Filtra las filas de abajo y copia solo las que contienen la palabra "pole". Ten en cuenta que se distinguen mayúsculas y minúsculas.
*** FILAS PROPORCIONADAS
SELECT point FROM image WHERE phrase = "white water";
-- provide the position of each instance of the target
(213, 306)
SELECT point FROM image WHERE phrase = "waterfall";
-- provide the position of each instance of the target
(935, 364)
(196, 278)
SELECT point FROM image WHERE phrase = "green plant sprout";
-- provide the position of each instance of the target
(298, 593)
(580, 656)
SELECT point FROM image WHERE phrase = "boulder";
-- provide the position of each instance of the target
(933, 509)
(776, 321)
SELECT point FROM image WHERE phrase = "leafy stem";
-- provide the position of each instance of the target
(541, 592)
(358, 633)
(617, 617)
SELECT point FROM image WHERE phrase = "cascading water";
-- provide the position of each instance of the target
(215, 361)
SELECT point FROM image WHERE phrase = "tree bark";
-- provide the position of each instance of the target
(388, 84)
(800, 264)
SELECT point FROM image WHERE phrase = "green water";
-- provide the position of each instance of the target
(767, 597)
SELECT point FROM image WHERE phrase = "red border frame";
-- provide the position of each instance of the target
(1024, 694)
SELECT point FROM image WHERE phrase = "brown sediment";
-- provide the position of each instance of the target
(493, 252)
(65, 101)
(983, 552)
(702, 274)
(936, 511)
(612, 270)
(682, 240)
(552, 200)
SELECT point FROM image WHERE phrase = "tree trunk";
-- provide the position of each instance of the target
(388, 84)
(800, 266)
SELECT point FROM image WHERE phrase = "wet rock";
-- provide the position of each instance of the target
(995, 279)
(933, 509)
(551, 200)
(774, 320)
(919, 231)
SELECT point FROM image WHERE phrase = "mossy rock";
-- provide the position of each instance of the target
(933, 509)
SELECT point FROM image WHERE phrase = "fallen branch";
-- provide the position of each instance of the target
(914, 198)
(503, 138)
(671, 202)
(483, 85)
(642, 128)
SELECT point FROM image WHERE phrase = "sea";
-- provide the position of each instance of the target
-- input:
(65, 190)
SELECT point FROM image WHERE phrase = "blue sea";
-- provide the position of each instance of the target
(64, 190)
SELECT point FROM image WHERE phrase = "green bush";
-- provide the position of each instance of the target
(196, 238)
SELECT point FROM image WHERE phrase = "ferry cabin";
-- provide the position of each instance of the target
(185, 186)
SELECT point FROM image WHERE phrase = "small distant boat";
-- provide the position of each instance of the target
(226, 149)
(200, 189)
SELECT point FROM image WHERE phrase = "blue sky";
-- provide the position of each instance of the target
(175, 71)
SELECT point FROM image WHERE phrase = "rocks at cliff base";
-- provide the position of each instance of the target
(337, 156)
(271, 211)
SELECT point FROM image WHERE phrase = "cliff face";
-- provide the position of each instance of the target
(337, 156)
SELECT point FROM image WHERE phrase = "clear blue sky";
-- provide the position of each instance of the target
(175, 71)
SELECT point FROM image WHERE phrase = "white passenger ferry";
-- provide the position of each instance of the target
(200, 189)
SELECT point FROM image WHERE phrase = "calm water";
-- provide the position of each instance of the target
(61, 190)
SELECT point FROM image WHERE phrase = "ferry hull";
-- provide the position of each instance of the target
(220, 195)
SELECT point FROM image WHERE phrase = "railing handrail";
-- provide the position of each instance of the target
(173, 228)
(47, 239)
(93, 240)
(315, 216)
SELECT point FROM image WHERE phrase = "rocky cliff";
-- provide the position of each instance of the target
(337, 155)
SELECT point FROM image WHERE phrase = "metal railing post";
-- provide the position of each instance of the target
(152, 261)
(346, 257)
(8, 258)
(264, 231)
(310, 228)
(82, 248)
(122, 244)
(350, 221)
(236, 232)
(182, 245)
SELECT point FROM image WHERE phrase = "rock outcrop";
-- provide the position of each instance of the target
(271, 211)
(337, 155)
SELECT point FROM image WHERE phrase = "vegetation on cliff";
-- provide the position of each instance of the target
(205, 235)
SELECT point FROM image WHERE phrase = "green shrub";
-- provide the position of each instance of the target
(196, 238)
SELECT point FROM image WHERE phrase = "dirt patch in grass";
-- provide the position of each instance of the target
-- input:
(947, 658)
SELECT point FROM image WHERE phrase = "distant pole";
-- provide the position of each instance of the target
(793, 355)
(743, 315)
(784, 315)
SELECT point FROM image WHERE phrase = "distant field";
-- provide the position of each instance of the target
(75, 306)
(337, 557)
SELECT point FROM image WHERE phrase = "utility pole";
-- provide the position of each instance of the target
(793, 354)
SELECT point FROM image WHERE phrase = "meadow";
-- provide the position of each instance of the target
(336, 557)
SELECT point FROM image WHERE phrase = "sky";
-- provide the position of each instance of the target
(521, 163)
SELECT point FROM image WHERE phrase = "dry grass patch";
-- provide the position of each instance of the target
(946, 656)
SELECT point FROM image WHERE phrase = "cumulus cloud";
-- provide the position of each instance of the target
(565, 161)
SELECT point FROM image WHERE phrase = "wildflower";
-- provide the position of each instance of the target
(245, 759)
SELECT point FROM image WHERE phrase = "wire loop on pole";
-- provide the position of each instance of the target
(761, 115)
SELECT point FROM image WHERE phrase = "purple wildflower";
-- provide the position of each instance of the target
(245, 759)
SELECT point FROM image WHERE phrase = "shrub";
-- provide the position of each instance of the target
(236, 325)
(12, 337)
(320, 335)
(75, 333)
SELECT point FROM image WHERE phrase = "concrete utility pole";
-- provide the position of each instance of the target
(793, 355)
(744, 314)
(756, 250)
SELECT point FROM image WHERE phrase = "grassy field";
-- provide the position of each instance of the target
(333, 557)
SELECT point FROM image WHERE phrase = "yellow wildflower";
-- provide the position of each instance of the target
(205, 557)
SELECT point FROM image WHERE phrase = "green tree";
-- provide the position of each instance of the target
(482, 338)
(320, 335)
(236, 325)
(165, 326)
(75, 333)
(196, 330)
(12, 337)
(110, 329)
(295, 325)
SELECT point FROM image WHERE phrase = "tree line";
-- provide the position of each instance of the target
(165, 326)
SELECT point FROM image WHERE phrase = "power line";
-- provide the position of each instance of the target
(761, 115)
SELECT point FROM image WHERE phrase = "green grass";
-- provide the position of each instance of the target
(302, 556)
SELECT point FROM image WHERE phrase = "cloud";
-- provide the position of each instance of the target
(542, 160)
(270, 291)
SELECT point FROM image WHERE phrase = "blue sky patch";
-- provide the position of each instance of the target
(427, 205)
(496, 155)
******
> **RESPUESTA**
SELECT point FROM image WHERE phrase = "distant pole";
SELECT point FROM image WHERE phrase = "utility pole";
SELECT point FROM image WHERE phrase = "wire loop on pole";
SELECT point FROM image WHERE phrase = "concrete utility pole";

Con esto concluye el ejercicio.